---- Document
Tuesday, July 6, 2010

CATASTROPHE!

This one speaks for itself. I’ll just add that the approach here is one I find useful on rare occasions, i.e., where I mostly lay it out first in my own words and only then “cinch” it with scripture passages, left (mostly) to speak for themselves at the end. Oh, by the way, some reflection on Tolkien’s “eucatastrophe” played some role in prompting me to compose this sermon.


Every catastrophe has a future... and the future is God's.

A number of recent events have me thinking about the meaning of “catastrophe”. We all know about the worldwide economic crisis that’s been going on for over a year now. We see that the nations of the world are in turmoil over what’s going on: the riots in Greece, the threat of total financial collapse in countries from Spain and Hungary to Japan. And as for America, the so-called richest country on earth... the reality is that America is essentially bankrupt. America can’t exist at this point without borrowing massively more than it actually has. I call that bankruptcy. A report last month on the generation of new jobs in the economy seemed very encouraging at first. 441,000 new jobs were created! Everybody said hooray! But then reality struck: 400,000 of those jobs were temporary jobs created by the government hiring people to collect the 2010 census! It turns out there were only 41,000 real new jobs last month. To make clear how bad that is, 150,000 new workers enter the job market every month. That means there were jobs for less than a third of them, not to mention the other 8 million officially unemployed and millions of others who don’t even show up on official records. That’s catastrophic.

And now there’s the catastrophe in the Gulf of Mexico. The southern coastline of America is turning red like blood. The fish and birds are dying. The water is turning into poison. They still can’t stop the oil that is spreading farther and farther. And it’s not only floating on the top of the water. It’s also forming a thick layer on the bottom—and that’s killing the sea creatures that depend on the ocean bottom for their food. It’s already a catastrophe and we still don’t know what else it will lead to.

Recently we had a catastrophe in my church denomination in America. Our “Bishop”, that is, the president or senior officer of the whole denomination, was killed in a car accident. Just 53 years old, with a wife and four grown children. In fact, he was planning to go to Canada the next day on a fishing trip with his sons. An overwhelming, heart-breaking shock—a catastrophe for his family, friends and a whole church denomination with thousands of members.

Catastrophes come into our lives, whether physically, emotionally, financially.... And people’s reactions to catastrophes include fear, anxiety, doubt, anger and loss of faith. And that brings me to the main idea of my sermon today, which is this:

If I don’t have a faith that’s prepared for catastrophe, I don’t have a faith that’s prepared for life.
--------
■ Problem set:
**a)** Write out the passage of the catastrophe sermon that begins at the words "Catastrophes come into" and stops after the words "prepared for life.".
**b)** According to the catastrophe sermon, how many of the 441,000 new jobs reported last month were temporary government jobs for the 2010 census?
---- Data supplied
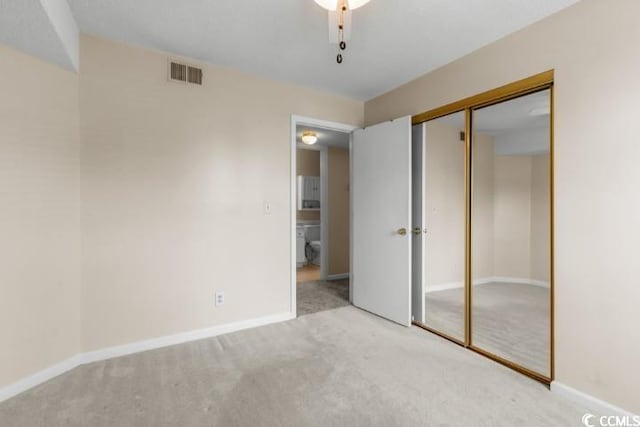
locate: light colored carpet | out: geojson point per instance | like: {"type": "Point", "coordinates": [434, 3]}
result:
{"type": "Point", "coordinates": [342, 367]}
{"type": "Point", "coordinates": [510, 320]}
{"type": "Point", "coordinates": [312, 297]}
{"type": "Point", "coordinates": [308, 273]}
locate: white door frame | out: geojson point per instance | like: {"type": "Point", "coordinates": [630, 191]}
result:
{"type": "Point", "coordinates": [324, 220]}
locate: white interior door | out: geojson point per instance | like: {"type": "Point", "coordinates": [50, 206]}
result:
{"type": "Point", "coordinates": [381, 219]}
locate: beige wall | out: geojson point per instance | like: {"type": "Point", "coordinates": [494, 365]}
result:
{"type": "Point", "coordinates": [444, 205]}
{"type": "Point", "coordinates": [540, 218]}
{"type": "Point", "coordinates": [39, 218]}
{"type": "Point", "coordinates": [307, 164]}
{"type": "Point", "coordinates": [483, 208]}
{"type": "Point", "coordinates": [174, 183]}
{"type": "Point", "coordinates": [512, 216]}
{"type": "Point", "coordinates": [338, 160]}
{"type": "Point", "coordinates": [596, 198]}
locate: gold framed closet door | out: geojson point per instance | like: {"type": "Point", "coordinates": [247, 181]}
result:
{"type": "Point", "coordinates": [479, 334]}
{"type": "Point", "coordinates": [510, 286]}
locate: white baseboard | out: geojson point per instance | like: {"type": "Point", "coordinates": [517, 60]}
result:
{"type": "Point", "coordinates": [521, 281]}
{"type": "Point", "coordinates": [122, 350]}
{"type": "Point", "coordinates": [444, 287]}
{"type": "Point", "coordinates": [39, 377]}
{"type": "Point", "coordinates": [600, 407]}
{"type": "Point", "coordinates": [485, 280]}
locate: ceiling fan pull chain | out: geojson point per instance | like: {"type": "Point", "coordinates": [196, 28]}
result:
{"type": "Point", "coordinates": [342, 45]}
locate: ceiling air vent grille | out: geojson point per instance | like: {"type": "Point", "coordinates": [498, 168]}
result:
{"type": "Point", "coordinates": [184, 73]}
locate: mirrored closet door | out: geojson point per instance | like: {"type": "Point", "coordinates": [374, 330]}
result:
{"type": "Point", "coordinates": [511, 232]}
{"type": "Point", "coordinates": [483, 242]}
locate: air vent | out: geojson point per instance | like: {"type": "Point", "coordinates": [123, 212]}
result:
{"type": "Point", "coordinates": [184, 73]}
{"type": "Point", "coordinates": [195, 75]}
--------
■ Results of the tasks:
**a)**
Catastrophes come into our lives, whether physically, emotionally, financially.... And people’s reactions to catastrophes include fear, anxiety, doubt, anger and loss of faith. And that brings me to the main idea of my sermon today, which is this:

If I don’t have a faith that’s prepared for catastrophe, I don’t have a faith that’s prepared for life.

**b)** 400,000